→ **Your instructions**
Write out, exactly as they appear, only the lines running from the line with "of the rosemary" to the final line of the listing; include both.

→ **Records for processing**
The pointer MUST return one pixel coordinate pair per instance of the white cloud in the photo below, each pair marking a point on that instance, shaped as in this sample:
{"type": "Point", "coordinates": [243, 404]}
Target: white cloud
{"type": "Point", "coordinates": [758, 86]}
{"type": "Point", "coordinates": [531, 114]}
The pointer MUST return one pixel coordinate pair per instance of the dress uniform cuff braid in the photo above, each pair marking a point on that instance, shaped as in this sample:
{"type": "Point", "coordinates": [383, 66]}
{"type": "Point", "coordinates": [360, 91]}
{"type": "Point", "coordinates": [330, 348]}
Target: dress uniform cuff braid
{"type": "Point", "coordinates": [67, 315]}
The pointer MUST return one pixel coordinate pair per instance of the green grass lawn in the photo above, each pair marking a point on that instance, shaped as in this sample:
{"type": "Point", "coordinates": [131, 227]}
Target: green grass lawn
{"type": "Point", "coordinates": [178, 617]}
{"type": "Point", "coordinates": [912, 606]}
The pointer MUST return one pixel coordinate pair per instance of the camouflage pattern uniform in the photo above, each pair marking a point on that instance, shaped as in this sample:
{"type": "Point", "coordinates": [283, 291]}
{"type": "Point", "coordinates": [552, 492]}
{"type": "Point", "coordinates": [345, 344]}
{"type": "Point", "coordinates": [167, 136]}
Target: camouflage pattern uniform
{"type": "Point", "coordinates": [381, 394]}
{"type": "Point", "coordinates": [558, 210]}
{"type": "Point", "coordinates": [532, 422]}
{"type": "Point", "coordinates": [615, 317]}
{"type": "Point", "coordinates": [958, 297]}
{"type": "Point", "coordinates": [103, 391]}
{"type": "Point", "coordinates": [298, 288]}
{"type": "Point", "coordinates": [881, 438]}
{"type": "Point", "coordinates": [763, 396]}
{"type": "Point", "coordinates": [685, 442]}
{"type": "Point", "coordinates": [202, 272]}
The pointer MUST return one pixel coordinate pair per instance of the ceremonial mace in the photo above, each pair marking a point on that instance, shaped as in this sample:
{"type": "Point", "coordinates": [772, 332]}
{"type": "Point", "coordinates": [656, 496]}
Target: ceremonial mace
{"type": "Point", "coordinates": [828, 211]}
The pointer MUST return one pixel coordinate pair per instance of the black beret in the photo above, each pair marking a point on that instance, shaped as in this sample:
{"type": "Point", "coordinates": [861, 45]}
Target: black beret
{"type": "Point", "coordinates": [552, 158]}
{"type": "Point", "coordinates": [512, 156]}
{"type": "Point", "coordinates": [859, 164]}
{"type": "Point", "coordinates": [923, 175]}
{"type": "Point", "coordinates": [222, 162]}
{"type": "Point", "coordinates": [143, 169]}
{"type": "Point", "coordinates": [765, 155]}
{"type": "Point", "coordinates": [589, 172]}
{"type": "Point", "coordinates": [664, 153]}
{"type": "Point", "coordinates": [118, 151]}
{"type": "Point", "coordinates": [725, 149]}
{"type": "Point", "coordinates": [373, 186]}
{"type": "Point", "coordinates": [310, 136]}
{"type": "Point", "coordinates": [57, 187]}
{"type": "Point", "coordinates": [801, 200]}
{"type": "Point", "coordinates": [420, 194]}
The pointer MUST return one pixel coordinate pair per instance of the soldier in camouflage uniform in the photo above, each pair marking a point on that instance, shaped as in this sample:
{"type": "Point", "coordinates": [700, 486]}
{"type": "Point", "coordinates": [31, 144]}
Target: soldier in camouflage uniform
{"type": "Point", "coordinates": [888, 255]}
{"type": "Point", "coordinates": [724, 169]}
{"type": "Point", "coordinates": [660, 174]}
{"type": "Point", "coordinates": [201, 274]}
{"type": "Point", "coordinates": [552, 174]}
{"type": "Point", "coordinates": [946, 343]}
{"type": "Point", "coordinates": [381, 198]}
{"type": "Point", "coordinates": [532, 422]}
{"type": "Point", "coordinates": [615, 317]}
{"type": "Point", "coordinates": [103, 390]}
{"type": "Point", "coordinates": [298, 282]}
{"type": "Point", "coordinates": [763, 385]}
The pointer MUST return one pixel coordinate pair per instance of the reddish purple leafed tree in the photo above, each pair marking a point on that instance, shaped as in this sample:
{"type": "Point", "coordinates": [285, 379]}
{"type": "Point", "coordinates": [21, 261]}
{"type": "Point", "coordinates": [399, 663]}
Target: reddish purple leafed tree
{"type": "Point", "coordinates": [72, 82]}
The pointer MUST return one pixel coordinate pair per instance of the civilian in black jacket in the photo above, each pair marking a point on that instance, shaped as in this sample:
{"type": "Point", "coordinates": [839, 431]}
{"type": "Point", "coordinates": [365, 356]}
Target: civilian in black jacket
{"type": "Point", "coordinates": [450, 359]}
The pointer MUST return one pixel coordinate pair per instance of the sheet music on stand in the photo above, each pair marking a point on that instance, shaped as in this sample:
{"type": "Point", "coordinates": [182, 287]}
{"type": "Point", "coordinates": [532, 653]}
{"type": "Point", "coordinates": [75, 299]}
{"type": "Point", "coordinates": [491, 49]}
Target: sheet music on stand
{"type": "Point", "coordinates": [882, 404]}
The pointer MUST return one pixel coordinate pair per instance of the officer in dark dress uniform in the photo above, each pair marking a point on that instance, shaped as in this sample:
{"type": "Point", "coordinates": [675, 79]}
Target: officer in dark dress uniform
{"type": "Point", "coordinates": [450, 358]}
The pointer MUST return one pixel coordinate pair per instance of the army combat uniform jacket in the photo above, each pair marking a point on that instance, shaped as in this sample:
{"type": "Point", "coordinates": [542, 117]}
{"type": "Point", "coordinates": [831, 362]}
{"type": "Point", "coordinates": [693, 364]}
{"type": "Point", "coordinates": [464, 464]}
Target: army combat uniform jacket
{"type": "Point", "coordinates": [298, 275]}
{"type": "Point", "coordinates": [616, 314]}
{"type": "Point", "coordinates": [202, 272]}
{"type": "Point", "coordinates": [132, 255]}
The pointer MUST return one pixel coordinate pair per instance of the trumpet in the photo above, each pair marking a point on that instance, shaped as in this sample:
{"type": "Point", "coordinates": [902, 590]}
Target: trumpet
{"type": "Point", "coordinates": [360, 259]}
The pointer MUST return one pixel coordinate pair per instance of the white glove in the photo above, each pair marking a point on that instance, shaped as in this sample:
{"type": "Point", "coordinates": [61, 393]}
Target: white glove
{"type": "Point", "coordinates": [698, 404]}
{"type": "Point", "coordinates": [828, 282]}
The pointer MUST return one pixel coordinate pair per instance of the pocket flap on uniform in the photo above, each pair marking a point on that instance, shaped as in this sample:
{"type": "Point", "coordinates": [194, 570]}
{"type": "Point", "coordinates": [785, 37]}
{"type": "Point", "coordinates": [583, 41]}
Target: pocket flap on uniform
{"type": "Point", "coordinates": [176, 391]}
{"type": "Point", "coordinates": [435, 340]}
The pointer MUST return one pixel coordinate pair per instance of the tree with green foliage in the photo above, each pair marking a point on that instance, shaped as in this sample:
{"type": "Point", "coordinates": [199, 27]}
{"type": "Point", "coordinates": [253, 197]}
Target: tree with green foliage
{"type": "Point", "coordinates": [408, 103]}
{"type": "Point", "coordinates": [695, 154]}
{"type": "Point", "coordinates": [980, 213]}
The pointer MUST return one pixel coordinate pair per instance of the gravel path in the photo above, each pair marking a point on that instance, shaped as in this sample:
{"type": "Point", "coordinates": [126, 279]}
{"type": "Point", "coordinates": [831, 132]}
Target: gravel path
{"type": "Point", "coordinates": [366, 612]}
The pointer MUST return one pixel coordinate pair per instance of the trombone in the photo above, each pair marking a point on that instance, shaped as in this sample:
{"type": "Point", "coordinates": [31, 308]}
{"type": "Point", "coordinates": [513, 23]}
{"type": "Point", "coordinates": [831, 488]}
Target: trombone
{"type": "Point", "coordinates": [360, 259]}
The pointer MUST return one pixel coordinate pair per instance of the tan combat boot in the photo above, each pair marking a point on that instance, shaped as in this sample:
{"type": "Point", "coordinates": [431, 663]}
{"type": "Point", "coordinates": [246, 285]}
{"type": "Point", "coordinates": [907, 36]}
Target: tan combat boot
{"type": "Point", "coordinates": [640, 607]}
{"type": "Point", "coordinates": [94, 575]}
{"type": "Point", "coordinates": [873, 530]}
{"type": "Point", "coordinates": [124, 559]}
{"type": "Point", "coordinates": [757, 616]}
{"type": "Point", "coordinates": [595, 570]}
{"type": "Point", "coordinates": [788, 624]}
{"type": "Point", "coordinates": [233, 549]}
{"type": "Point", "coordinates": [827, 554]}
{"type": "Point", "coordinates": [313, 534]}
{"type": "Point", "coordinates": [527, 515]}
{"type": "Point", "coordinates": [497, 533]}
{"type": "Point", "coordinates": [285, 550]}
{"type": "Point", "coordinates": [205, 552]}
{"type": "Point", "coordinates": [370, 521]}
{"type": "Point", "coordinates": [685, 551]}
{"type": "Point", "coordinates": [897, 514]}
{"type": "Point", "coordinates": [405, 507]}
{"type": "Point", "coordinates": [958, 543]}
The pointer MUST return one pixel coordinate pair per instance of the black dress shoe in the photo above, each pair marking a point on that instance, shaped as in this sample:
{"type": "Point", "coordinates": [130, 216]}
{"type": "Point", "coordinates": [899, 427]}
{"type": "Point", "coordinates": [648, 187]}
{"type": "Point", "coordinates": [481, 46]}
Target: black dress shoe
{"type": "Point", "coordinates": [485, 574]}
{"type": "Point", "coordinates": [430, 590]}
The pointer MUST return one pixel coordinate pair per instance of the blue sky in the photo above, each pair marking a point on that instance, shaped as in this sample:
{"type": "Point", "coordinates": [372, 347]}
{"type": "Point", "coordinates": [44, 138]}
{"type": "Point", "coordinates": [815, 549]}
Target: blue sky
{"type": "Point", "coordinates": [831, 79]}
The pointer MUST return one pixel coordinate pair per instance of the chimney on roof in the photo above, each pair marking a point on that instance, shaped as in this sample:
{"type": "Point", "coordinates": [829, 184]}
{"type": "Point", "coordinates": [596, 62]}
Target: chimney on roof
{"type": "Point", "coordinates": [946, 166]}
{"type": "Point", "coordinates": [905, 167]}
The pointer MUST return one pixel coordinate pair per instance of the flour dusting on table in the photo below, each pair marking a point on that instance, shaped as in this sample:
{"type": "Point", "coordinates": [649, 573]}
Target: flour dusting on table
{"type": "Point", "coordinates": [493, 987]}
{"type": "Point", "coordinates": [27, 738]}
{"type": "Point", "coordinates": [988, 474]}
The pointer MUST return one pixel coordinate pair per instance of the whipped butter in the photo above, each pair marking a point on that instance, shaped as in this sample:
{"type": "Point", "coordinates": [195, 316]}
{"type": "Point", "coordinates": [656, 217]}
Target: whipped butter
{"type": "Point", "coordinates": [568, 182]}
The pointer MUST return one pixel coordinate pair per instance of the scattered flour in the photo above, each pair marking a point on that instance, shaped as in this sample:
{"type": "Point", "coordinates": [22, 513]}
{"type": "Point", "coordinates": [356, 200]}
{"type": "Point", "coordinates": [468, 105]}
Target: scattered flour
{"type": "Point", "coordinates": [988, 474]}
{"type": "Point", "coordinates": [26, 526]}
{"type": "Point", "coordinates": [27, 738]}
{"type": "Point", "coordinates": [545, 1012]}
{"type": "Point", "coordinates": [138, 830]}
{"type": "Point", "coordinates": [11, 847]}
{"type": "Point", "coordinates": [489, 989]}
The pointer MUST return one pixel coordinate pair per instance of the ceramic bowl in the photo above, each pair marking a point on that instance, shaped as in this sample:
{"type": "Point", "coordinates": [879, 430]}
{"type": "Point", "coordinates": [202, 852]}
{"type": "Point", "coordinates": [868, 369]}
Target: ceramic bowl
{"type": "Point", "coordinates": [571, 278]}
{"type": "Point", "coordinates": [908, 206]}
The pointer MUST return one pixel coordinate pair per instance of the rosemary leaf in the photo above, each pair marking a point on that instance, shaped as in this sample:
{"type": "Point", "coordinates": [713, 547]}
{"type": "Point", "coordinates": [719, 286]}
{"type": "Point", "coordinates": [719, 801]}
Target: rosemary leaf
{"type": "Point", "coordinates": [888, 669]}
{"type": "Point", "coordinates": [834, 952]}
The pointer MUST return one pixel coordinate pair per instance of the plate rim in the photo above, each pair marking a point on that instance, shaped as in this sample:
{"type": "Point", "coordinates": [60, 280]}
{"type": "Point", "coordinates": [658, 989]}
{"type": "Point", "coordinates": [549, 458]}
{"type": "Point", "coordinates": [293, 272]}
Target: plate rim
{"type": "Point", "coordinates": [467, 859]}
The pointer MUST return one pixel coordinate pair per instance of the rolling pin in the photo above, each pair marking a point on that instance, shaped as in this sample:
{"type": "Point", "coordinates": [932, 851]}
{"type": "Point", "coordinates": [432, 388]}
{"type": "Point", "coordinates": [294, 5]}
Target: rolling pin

→ **Worked answer**
The pointer MUST return one pixel coordinate pair per instance of the rosemary leaf in the photo above, each pair marking a point on that instance, shaped as in this sample:
{"type": "Point", "coordinates": [713, 547]}
{"type": "Point", "coordinates": [719, 286]}
{"type": "Point", "coordinates": [719, 801]}
Target: rosemary leaf
{"type": "Point", "coordinates": [888, 669]}
{"type": "Point", "coordinates": [834, 952]}
The pointer MUST return one pixel coordinate pair per instance of the plate rim in the photo above, each pair marking a point on that instance, shaped as in this sample:
{"type": "Point", "coordinates": [60, 280]}
{"type": "Point", "coordinates": [658, 989]}
{"type": "Point", "coordinates": [549, 458]}
{"type": "Point", "coordinates": [293, 272]}
Target: plate rim
{"type": "Point", "coordinates": [467, 859]}
The pointer MUST return one pixel coordinate pair per instance of the rolling pin in the photo above, each pair marking a point on that instance, shaped as in this sample:
{"type": "Point", "coordinates": [932, 851]}
{"type": "Point", "coordinates": [432, 388]}
{"type": "Point", "coordinates": [294, 5]}
Target: rolling pin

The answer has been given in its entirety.